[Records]
++++

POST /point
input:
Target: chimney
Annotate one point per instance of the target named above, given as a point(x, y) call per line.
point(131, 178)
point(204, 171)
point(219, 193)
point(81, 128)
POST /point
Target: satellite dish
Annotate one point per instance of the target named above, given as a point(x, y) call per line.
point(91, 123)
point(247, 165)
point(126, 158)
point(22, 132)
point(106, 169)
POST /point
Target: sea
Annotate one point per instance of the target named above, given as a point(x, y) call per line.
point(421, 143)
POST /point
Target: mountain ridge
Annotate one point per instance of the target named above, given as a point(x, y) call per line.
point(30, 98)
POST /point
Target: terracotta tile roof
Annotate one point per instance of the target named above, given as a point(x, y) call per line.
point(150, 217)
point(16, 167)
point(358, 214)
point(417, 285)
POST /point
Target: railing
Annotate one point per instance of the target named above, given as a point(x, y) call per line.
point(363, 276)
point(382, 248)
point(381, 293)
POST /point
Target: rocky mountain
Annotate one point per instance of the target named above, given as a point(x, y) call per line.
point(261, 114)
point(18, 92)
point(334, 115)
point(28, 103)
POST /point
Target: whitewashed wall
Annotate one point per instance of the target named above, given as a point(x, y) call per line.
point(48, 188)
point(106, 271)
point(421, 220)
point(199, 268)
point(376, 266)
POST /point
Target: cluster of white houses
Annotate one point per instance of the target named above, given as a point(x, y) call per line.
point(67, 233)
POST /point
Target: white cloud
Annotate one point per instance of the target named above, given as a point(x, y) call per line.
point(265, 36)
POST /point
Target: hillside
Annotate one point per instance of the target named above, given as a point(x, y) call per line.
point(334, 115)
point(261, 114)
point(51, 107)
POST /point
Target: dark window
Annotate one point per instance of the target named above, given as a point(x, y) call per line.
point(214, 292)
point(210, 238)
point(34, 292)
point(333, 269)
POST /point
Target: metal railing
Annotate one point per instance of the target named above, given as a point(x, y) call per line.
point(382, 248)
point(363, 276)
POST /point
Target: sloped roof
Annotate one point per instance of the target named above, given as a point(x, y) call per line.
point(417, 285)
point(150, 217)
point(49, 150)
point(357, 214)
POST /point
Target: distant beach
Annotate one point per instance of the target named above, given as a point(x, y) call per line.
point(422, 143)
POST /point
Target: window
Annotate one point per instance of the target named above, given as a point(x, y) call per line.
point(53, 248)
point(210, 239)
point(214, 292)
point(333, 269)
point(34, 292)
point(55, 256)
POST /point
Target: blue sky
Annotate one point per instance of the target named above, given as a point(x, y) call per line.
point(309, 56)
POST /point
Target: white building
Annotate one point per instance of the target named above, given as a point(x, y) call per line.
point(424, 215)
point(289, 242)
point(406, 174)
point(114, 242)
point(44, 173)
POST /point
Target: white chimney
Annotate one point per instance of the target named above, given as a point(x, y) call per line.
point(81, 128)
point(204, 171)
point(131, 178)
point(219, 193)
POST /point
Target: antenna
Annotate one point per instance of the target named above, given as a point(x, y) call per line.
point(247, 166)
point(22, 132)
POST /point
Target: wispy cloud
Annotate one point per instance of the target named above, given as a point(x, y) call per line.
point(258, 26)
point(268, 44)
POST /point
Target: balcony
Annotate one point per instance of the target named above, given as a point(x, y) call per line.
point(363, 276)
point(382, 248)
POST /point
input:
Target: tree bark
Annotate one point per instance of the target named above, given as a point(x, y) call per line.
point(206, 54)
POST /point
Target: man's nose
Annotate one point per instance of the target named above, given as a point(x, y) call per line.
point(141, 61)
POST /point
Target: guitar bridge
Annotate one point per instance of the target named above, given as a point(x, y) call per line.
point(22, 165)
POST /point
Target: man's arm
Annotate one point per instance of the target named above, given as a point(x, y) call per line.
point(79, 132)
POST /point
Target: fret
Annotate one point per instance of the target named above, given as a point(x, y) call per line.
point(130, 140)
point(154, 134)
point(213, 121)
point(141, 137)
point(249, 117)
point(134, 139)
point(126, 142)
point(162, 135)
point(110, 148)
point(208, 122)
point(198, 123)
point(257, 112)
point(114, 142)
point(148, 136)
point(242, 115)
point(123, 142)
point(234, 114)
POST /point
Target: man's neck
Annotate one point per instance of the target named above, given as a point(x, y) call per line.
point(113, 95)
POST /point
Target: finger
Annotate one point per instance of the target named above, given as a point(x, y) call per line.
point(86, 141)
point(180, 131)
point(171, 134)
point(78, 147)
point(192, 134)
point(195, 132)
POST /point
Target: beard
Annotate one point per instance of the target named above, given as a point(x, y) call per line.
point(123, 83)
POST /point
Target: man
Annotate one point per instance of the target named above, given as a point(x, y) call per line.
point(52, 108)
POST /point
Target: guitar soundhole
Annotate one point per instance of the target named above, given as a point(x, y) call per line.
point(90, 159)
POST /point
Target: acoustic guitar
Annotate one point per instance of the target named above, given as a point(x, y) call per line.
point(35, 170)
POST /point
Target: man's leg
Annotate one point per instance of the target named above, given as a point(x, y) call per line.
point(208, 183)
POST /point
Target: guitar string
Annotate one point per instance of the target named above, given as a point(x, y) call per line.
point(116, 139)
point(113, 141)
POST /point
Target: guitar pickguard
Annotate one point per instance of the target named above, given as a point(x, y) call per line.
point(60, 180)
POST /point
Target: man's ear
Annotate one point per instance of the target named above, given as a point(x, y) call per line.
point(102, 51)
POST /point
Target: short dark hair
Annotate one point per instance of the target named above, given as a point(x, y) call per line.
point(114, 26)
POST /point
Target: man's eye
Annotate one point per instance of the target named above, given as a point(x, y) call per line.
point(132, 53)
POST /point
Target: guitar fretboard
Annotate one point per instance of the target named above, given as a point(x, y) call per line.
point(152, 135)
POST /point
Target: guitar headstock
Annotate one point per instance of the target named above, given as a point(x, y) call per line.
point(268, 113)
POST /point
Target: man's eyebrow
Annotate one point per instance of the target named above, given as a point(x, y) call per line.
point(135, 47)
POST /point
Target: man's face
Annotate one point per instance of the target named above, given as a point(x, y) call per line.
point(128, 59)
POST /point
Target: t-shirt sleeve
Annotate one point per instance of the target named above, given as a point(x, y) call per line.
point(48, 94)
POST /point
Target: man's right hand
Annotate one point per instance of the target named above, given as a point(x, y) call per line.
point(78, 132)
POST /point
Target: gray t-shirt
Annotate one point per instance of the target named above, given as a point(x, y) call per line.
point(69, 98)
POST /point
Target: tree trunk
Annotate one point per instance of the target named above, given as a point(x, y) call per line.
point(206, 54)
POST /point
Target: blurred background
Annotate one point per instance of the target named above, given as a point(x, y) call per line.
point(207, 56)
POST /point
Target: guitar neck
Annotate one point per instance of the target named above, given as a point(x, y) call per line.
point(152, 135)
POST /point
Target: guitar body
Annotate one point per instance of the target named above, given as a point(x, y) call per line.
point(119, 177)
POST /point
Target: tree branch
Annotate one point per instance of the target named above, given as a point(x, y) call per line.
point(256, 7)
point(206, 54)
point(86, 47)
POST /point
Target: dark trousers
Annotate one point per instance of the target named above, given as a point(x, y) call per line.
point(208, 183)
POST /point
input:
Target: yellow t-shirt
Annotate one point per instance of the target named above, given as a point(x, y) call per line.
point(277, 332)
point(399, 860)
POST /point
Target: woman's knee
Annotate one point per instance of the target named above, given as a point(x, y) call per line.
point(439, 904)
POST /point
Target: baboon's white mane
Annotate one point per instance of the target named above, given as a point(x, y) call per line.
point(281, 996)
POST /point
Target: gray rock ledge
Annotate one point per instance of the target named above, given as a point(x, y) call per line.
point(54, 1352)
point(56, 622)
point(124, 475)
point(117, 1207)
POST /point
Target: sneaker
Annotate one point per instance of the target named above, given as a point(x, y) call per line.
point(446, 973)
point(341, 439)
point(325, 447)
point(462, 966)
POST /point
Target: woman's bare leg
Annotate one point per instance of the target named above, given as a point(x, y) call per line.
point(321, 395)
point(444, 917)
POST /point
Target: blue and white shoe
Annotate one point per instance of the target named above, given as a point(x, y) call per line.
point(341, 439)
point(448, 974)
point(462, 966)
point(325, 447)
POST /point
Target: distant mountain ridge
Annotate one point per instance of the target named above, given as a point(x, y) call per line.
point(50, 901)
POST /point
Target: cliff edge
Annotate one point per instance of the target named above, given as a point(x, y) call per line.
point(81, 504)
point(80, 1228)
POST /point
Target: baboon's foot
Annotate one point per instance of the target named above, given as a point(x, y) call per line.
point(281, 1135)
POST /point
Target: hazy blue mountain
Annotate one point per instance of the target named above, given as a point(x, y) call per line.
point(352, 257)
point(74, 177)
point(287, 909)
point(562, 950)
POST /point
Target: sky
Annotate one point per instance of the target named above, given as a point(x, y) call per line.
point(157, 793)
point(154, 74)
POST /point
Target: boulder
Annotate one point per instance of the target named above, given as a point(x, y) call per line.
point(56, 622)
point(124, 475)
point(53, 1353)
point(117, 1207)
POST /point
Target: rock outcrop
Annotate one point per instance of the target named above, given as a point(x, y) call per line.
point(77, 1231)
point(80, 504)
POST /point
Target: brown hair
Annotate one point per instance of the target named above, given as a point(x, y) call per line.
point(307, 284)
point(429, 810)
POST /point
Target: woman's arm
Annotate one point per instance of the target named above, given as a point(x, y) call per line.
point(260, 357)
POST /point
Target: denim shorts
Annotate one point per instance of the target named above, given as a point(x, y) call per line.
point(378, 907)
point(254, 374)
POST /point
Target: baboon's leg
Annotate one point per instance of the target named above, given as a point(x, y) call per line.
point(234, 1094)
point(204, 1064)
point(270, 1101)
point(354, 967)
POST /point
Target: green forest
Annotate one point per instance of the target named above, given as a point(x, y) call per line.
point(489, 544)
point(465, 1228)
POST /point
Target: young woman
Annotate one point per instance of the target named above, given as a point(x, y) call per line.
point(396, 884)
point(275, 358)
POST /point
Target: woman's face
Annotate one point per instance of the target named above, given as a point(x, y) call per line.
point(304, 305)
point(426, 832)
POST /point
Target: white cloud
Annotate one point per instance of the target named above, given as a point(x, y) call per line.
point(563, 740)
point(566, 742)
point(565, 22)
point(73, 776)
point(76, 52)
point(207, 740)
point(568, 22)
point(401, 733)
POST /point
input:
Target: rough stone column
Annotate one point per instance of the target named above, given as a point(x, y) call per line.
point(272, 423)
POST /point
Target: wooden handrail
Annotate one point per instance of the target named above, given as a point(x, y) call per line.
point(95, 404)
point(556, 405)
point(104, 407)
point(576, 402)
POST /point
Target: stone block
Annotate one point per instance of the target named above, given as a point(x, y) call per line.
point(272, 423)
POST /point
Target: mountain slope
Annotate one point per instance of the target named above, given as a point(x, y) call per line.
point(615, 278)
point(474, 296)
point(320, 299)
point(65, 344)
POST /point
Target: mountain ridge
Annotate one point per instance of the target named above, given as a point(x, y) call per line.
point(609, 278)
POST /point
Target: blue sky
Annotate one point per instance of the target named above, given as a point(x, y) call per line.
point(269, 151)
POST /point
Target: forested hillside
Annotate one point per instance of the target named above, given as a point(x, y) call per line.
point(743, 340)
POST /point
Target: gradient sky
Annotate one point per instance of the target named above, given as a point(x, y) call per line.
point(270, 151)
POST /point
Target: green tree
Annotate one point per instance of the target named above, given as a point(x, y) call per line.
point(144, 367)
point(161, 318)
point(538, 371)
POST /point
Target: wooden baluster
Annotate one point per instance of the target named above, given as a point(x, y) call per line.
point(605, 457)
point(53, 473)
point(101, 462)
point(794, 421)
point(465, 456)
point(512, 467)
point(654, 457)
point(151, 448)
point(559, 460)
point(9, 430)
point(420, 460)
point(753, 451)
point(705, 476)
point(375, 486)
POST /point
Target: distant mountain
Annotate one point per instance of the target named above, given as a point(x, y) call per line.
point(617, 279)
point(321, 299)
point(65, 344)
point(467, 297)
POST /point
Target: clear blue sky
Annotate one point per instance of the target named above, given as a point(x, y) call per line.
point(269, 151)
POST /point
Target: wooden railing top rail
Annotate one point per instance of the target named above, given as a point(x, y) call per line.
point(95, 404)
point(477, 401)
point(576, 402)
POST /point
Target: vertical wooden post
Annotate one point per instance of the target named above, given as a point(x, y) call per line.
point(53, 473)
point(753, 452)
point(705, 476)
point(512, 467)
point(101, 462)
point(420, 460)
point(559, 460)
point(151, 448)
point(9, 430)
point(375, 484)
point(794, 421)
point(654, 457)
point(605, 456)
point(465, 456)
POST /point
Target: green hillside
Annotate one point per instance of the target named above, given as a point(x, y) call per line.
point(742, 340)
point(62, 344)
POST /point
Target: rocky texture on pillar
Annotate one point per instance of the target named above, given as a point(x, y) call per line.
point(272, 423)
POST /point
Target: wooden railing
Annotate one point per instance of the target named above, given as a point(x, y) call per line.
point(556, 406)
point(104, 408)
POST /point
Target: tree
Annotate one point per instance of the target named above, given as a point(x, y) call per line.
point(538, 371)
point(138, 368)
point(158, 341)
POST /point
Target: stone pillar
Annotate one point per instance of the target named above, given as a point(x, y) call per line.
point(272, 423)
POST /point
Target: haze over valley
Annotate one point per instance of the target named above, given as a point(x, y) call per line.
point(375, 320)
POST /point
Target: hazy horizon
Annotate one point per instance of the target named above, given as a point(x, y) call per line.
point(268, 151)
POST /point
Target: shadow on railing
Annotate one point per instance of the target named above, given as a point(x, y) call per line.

++++

● SHORT EXERCISE: Write out the stretch of the data above, from its start through the line containing "point(30, 98)", putting "rooftop antenna" wherever "satellite dish" appears and leaving everything else as it is.

● TASK OUTPUT:
POST /point
input:
Target: chimney
Annotate one point per instance of the target named above, given as a point(x, y) call per line.
point(131, 178)
point(204, 171)
point(219, 193)
point(81, 128)
POST /point
Target: rooftop antenna
Annotate one point per instance of the target named above, given as a point(x, y) call per line.
point(91, 123)
point(247, 165)
point(126, 158)
point(22, 132)
point(106, 169)
POST /point
Target: sea
Annotate one point per instance of the target named above, given as a point(x, y) call per line.
point(421, 143)
POST /point
Target: mountain ridge
Annotate one point per instance of the target named above, given as a point(x, y) call per line.
point(30, 98)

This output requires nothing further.